> **EXERCISE DESCRIPTION**
Render the lines of the records below as a JSON list of strings, starting at the line that contains "Target: wooden bridge railing" and ending at the line that contains "x=88, y=841", with both of those lines included. Each line should be its own string, and any blank lines should be omitted.

> **RECORDS FOR THIS EXERCISE**
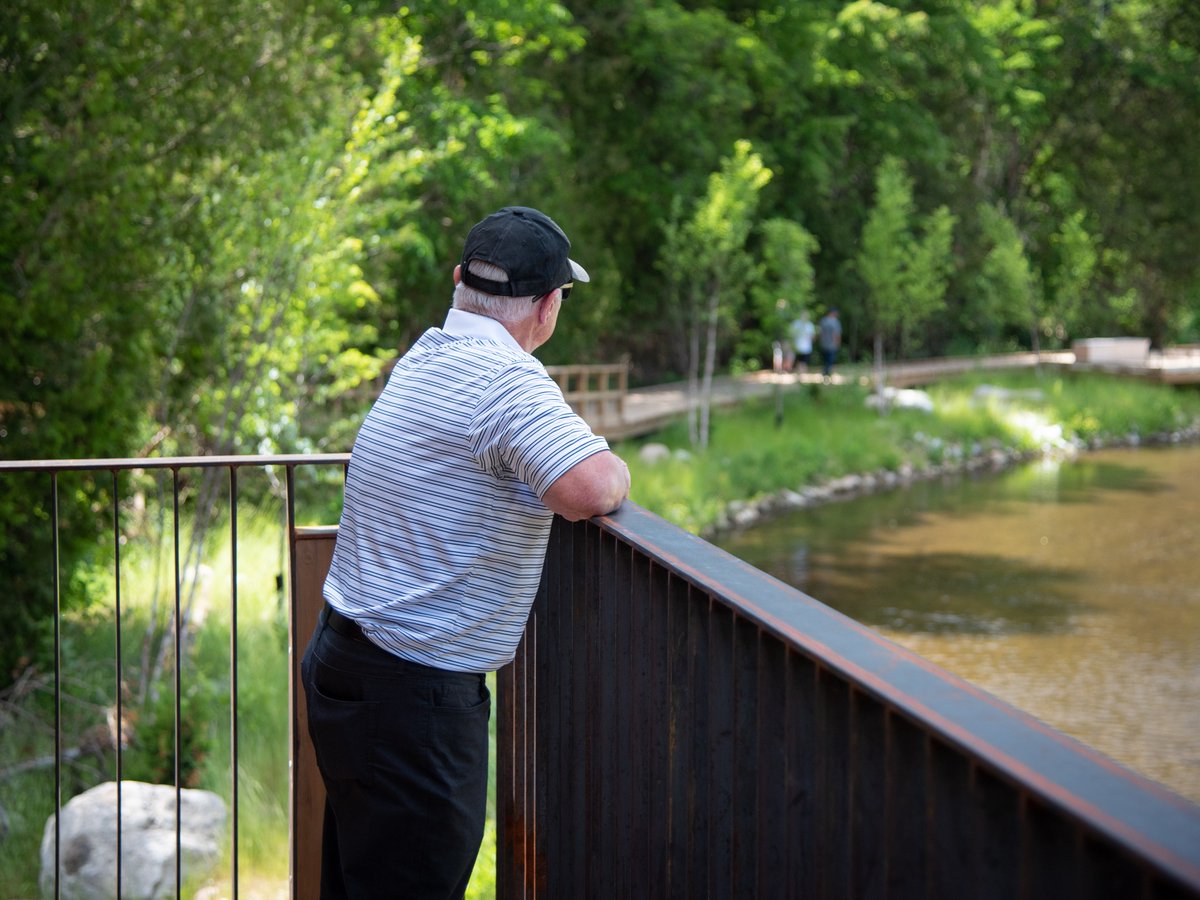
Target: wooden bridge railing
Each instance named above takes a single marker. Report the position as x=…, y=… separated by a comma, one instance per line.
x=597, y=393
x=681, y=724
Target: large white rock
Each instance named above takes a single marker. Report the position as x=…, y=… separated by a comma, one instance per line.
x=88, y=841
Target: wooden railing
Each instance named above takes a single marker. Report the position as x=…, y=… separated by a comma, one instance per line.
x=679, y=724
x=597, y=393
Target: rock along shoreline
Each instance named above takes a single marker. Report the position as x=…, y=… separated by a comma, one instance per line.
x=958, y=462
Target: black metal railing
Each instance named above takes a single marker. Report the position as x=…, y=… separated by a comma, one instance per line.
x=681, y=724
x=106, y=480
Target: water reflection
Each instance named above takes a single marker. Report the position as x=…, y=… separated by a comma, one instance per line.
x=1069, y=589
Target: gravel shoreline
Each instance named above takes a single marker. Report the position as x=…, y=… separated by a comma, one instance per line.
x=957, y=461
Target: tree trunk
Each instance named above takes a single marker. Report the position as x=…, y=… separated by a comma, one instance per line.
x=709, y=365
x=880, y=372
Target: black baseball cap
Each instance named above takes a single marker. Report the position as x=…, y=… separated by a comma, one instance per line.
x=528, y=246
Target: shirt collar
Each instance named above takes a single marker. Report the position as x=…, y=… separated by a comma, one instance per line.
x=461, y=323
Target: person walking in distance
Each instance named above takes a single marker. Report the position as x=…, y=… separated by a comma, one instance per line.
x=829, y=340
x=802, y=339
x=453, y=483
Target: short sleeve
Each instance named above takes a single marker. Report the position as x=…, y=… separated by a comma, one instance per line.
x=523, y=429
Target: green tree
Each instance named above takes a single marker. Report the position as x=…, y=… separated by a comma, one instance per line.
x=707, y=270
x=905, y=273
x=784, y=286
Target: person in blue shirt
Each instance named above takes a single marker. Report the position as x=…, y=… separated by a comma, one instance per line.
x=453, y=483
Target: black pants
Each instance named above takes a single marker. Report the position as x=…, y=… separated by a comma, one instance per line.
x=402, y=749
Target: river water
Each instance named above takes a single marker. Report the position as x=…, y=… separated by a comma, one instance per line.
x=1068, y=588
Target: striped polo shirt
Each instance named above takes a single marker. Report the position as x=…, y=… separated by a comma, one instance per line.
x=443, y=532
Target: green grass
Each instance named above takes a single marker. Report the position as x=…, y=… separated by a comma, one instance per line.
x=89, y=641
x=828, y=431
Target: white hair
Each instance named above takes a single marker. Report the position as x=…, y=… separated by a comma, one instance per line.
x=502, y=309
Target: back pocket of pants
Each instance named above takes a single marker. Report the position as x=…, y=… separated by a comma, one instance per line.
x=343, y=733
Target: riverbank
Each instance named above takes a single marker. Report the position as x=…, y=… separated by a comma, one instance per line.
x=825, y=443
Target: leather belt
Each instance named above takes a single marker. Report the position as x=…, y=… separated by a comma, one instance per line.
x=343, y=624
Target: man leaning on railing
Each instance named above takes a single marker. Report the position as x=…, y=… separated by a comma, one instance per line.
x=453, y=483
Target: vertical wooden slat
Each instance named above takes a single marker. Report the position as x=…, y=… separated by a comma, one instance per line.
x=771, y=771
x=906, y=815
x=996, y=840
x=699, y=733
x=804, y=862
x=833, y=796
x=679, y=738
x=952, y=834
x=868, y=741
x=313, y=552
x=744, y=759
...
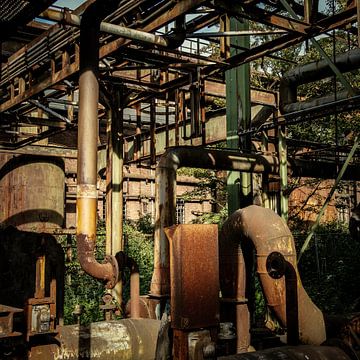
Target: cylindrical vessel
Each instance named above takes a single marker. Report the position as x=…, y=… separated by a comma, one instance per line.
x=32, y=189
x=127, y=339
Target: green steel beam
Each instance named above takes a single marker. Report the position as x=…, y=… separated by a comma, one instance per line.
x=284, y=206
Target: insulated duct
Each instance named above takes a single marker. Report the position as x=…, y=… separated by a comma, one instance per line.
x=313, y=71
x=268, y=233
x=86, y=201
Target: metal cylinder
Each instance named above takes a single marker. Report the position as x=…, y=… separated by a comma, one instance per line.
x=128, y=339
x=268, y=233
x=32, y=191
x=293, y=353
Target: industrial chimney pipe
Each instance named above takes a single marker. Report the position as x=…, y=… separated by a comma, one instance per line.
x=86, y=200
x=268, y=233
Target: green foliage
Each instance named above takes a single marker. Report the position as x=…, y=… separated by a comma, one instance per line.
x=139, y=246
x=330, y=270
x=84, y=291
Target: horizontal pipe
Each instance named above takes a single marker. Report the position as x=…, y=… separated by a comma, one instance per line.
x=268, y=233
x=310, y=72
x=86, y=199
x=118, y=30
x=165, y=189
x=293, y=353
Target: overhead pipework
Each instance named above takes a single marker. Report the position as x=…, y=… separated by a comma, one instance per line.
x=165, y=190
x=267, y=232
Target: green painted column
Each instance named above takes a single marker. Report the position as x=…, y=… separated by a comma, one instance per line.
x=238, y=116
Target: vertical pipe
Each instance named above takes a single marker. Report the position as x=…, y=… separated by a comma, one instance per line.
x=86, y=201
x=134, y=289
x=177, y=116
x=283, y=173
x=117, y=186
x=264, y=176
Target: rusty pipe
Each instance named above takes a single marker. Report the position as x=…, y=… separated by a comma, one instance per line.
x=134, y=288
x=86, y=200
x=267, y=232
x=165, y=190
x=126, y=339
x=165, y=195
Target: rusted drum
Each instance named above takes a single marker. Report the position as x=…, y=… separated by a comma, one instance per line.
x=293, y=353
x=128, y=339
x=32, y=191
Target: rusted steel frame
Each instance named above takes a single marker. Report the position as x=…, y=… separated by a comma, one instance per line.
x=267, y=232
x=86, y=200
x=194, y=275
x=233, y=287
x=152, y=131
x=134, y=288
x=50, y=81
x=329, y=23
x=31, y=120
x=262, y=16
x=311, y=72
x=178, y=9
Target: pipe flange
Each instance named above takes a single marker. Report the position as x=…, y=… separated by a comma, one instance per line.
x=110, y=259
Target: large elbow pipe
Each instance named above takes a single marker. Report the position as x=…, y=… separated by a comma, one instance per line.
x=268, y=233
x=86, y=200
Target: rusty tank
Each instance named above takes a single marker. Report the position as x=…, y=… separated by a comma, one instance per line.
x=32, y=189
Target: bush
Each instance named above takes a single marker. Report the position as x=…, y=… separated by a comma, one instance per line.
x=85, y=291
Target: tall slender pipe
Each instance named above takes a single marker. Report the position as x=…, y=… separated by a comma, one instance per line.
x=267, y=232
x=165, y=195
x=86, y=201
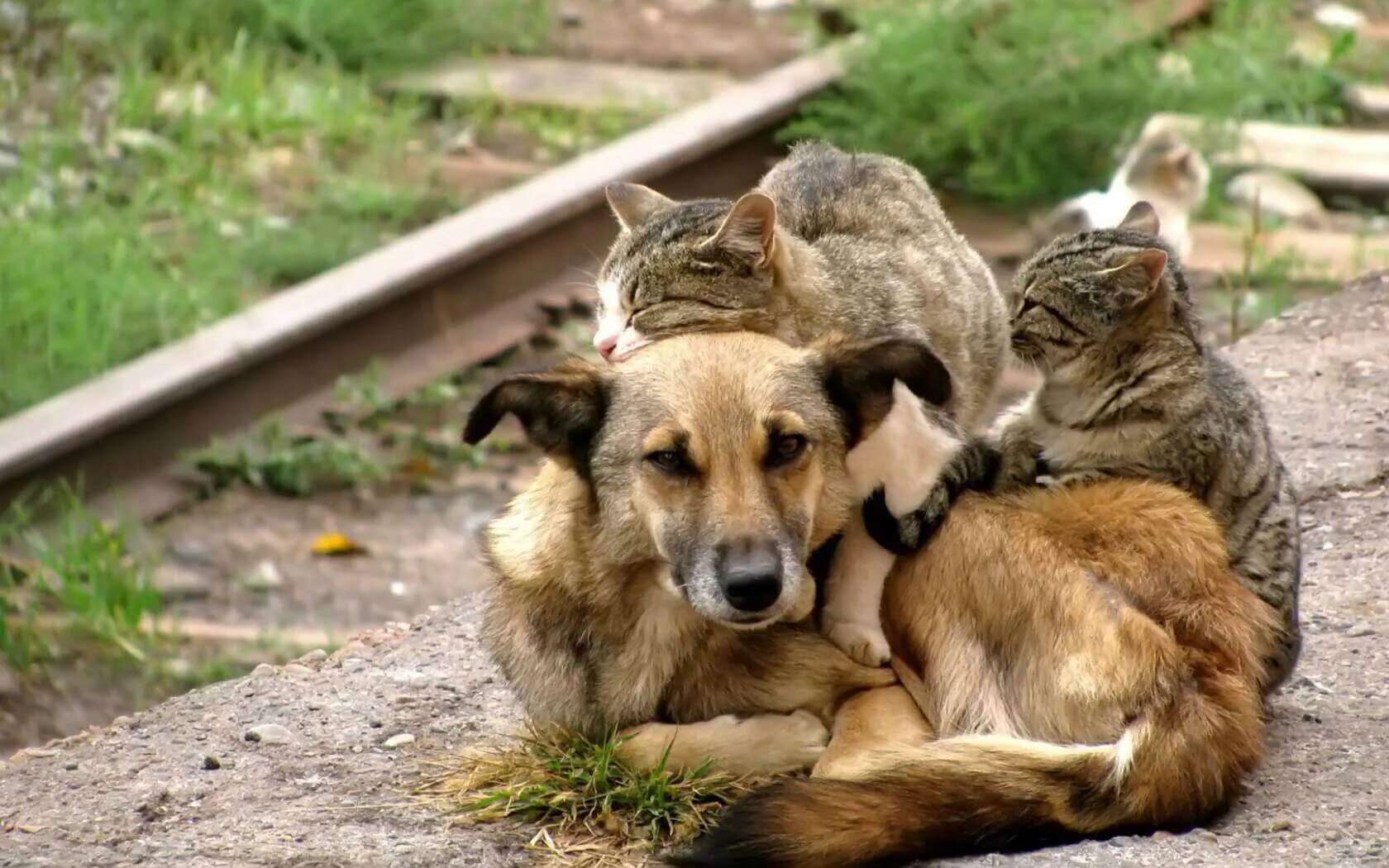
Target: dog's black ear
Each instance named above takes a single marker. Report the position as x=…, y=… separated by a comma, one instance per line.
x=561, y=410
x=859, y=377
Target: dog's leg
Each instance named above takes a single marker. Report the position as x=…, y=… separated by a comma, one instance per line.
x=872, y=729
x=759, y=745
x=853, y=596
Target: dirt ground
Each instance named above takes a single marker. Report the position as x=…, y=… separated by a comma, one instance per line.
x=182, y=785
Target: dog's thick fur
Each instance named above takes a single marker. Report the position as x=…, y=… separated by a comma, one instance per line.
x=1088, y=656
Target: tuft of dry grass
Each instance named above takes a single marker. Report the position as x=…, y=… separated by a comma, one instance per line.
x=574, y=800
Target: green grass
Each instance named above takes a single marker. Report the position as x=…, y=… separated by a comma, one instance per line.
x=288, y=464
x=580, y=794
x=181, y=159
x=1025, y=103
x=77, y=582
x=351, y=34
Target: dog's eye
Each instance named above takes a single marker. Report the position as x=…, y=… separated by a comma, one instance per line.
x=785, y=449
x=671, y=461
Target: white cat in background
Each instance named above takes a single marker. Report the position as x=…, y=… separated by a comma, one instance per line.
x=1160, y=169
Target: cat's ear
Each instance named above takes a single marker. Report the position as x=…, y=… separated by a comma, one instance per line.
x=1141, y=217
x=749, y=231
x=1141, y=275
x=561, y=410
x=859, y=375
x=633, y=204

> **FINISHED EXERCISE**
[
  "Target: wooden bridge railing",
  "Each instance named above takes a single marker. Report the position as x=…, y=… separated by a comma, one instance per line.",
  "x=597, y=393",
  "x=681, y=724",
  "Target: large white rock",
  "Each instance named above takes a single marker. Report the position as x=…, y=… separated by a comma, one instance per line.",
  "x=88, y=841"
]